— Short problem 1 —
Revise the VIRTIS observation text from "We here analyze" to "darkness (Fig. 1).", replacing "comet nucleus" with "cometary nucleus".
— Short problem 2 —
Extend the VIRTIS observation text past its last sentence.

— Document excerpt —
__________

2 Observation and data reduction

The results presented here were derived from data obtained with the VIRTIS experiment on board the Rosetta spacecraft. VIRTIS is composed of two instruments: VIRTIS-H (VH; Drossart et al. 2000), a cross-dispersing point spectrometer providing spectra with high spectral resolution in the range 1.9–5 μm, and VIRTIS-M (VM; Coradini et al. 2007), an imaging spectrometer working in the range 0.25–5 μm by means of two channels, the visible (VIS) and the infrared (IR) channels, which cover the 0.25–1 μm and the 1–5 μm spectral intervals, respectively. Because of the failure in early May 2015 of the cryocooler, which is necessary to operate the IR channel, our analysis is restricted to VIS hyperspectral images. This dataset was continuously acquired forthe entire duration of the mission. The spectra and images used for the analysis were reduced using the VIRTIS calibration pipeline (Ammannito et al. 2006; Filacchione et al. 2006), with additional corrections derived from in-flight data. We removed defective pixels and cosmic-ray strikes using a median filter despiking algorithm, which was employed only in the spatial dimensions of the data and therefore left the spectral data intact.

We here analyze a hyperspectral cube acquired by VM on 2015 July 18, which shows night-side dust activity (Figs. 1 and 2). This image cube was acquired one month before the perihelion passage at a heliocentric distance of 1.28 au and a distance from the comet nucleus of 189 km. The corresponding Field of View (FOV) is about 12 km in the horizontal direction and 6 km in the vertical one, referred to the distance of the comet center to the spacecraft. The spacecraft was approximately on a terminator orbit so that the Sun illuminated one side and the other side was in darkness (Fig. 1).

__________

— Data extract —
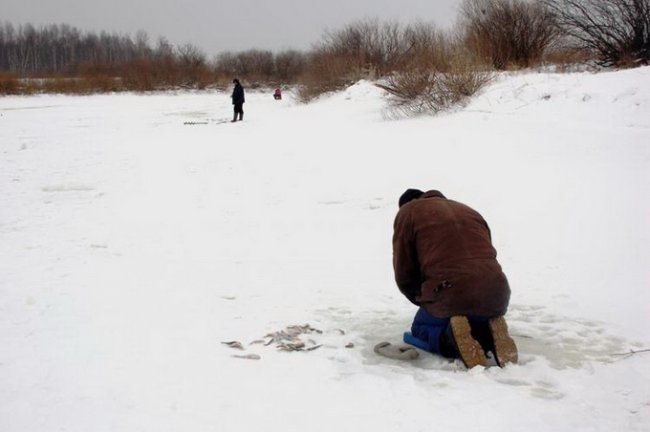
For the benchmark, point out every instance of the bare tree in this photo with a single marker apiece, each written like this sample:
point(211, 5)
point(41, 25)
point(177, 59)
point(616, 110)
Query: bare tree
point(507, 32)
point(617, 31)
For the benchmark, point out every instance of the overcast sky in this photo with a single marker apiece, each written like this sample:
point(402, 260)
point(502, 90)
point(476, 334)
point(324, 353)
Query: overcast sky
point(218, 25)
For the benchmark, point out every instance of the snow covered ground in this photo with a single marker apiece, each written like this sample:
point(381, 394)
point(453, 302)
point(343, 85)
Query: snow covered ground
point(133, 245)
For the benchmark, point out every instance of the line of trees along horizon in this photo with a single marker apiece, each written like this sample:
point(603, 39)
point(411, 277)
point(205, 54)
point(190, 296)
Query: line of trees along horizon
point(413, 60)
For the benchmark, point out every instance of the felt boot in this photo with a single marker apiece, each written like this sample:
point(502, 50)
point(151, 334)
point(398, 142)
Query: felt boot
point(505, 350)
point(469, 350)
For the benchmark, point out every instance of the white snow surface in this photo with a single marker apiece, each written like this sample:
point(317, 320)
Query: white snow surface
point(132, 245)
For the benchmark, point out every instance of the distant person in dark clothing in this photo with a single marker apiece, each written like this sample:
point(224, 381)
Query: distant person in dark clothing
point(238, 100)
point(445, 263)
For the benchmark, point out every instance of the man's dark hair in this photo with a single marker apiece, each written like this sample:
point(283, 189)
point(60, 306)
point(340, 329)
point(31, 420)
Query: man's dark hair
point(410, 195)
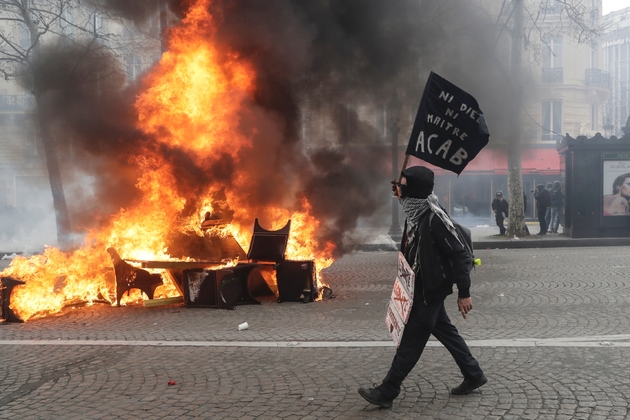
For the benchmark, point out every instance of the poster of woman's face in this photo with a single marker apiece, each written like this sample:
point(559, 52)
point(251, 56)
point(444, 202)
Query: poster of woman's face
point(616, 188)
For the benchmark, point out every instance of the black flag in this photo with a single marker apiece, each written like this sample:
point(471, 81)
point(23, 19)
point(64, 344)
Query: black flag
point(450, 129)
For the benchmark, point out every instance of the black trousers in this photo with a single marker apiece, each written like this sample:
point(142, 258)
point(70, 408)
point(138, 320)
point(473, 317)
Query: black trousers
point(499, 219)
point(424, 321)
point(542, 221)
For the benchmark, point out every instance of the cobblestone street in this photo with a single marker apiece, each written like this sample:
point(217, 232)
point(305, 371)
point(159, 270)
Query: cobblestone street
point(549, 327)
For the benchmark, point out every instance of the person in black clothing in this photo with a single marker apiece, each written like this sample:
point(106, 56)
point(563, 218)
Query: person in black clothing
point(433, 249)
point(500, 208)
point(543, 201)
point(557, 204)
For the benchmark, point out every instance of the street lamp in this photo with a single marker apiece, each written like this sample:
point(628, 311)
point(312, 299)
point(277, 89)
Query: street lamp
point(393, 120)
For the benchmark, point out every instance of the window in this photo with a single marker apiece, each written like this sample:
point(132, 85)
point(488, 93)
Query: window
point(552, 60)
point(551, 120)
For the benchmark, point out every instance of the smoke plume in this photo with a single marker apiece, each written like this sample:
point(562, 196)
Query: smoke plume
point(315, 60)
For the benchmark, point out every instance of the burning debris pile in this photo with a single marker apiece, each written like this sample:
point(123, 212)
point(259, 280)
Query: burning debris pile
point(200, 136)
point(210, 139)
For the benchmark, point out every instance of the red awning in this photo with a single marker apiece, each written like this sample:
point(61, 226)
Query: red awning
point(494, 161)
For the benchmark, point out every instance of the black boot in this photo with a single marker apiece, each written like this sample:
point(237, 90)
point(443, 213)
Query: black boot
point(376, 397)
point(469, 385)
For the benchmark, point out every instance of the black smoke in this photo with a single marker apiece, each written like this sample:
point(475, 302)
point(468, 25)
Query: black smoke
point(318, 55)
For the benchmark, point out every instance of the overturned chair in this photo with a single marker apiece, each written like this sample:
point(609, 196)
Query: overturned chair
point(295, 279)
point(129, 277)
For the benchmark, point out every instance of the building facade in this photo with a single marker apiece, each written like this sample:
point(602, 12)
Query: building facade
point(616, 51)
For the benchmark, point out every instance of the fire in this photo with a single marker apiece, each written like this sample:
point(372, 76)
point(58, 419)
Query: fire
point(192, 103)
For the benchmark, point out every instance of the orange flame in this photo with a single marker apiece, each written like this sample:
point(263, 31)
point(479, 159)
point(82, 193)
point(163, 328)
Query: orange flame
point(192, 103)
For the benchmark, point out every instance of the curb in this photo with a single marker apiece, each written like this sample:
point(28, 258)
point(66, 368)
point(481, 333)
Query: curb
point(519, 244)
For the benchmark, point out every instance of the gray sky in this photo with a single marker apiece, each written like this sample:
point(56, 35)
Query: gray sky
point(613, 5)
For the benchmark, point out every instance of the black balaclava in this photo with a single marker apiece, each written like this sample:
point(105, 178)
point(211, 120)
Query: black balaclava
point(419, 182)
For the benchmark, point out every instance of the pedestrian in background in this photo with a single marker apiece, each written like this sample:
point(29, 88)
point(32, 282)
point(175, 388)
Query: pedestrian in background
point(432, 247)
point(557, 204)
point(548, 187)
point(500, 208)
point(543, 201)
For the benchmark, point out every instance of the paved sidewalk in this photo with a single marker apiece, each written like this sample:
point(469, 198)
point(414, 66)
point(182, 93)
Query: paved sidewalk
point(486, 236)
point(550, 328)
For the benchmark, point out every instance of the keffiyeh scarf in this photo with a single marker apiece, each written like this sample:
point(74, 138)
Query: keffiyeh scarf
point(414, 208)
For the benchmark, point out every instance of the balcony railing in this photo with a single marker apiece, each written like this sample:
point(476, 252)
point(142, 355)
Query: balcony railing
point(597, 77)
point(16, 102)
point(552, 75)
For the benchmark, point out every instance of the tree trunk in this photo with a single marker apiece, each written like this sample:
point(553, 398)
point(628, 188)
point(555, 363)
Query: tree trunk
point(516, 222)
point(64, 232)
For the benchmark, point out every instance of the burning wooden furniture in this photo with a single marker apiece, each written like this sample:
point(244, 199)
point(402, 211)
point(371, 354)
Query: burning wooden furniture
point(222, 288)
point(214, 284)
point(129, 277)
point(8, 283)
point(295, 279)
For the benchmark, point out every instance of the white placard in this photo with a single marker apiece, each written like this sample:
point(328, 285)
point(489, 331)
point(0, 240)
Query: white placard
point(406, 274)
point(402, 301)
point(395, 324)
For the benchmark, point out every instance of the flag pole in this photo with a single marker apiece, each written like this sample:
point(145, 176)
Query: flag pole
point(404, 166)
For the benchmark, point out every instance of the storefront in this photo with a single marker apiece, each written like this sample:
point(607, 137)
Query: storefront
point(470, 195)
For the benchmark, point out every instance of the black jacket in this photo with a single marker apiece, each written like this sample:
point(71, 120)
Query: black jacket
point(442, 261)
point(500, 206)
point(543, 199)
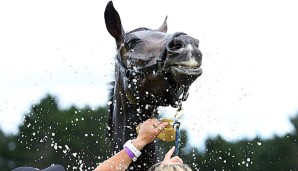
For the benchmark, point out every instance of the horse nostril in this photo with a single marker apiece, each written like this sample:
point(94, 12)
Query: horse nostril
point(175, 44)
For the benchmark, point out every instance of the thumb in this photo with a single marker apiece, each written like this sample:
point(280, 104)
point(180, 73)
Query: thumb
point(169, 153)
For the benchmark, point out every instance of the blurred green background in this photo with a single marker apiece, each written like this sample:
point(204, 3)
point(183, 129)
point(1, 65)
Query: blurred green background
point(76, 138)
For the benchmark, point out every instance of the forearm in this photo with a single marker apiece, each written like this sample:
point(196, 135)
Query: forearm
point(118, 162)
point(121, 160)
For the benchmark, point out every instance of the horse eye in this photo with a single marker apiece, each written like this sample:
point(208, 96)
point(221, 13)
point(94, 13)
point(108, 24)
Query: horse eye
point(132, 43)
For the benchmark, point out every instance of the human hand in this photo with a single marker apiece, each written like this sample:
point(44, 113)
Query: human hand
point(171, 160)
point(148, 132)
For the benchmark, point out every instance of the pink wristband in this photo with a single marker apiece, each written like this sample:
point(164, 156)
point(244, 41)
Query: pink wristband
point(130, 154)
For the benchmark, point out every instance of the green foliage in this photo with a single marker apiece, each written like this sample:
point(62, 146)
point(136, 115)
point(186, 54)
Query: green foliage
point(76, 139)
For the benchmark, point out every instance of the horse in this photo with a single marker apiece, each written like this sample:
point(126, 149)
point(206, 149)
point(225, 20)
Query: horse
point(152, 69)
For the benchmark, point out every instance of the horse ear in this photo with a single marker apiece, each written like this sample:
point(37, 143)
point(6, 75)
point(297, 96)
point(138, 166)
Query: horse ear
point(164, 26)
point(113, 22)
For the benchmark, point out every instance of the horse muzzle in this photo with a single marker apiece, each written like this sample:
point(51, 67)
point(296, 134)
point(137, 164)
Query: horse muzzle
point(183, 59)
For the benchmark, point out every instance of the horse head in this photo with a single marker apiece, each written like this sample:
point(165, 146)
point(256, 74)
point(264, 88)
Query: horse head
point(159, 67)
point(153, 68)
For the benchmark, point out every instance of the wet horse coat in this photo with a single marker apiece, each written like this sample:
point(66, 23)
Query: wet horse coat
point(152, 68)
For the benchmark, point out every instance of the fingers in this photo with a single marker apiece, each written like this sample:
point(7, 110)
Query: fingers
point(176, 159)
point(173, 160)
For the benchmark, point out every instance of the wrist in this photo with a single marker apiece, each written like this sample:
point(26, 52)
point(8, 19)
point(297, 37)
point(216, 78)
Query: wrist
point(139, 143)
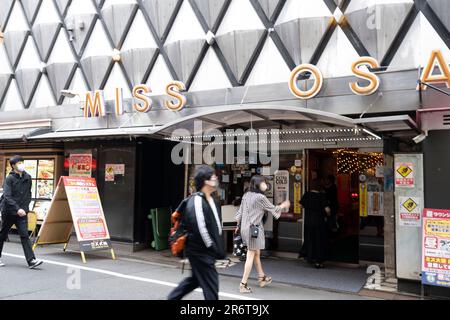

__________

— Expected output 1 —
We here analyze a hyperspectral cube acquired by VM on 2015 July 18, which shows night-side dust activity (Figs. 1 and 2). This image cube was acquired one month before the perihelion passage at a heliocentric distance of 1.28 au and a distance from the cometary nucleus of 189 km. The corresponding Field of View (FOV) is about 12 km in the horizontal direction and 6 km in the vertical one, referred to the distance of the comet center to the spacecraft. The spacecraft was approximately on a terminator orbit so that the Sun illuminated one side and the other side was in darkness (Fig. 1).

— Expected output 2 —
Figure 2 displays the intensity map of the dust continuum in units of W m−2 sr−1 μm−1. The map is a composite image where the comet nucleus (as an average in the wavelength range 0.45–0.55 μm) is superimposed on the image of the dust continuum averaged in a bandpass of 0.10 μm centered on 0.55 μm. The Sun is at the top of the image, and on the day side, the dust activity shows a predictable behavior that is correlated with the illumination conditions. The dust continuum image displays a narrow, collimated plume that is rather sharply bounded on the image plane. The dust plume is seen to expand as a narrow ejecta projected on the FOV plane. The maximum intensity of the dust plume is 0.098 W m−2 sr−1 μm−1.

Table 1 provides the geometry information for the hyperspectral cube calculated by a routine (Acton 1996) that uses the spacecraft trajectory and orientation stored in SPICE kernels, and the 67P SHAP5 shape model for the comet nucleus (Jorda et al. 2016). The image was acquired line by line by means of a scanning mirror, taking 20 seconds per line. The final image is composed of a sequence of consecutive lines in the vertical direction.

In Table 2 we list all the relevant information obtained from the analysis of our observation, such as dust plume observation time, longitude and latitude of the estimated source region of the dust plume (Sect. 5), radiance level, and color at the maximum of the dust plume emission (Sect. 3.2).

The analysis of the VM dust continuum can be limited by infield stray light when the instrument slit is partially filled by the bright nucleus, and a sizable portion of the incoming photons is spread into the adjacent coma pixels. For the plume studied here, there is no stray light because the nucleus is in the dark, and its signal is therefore close to zero.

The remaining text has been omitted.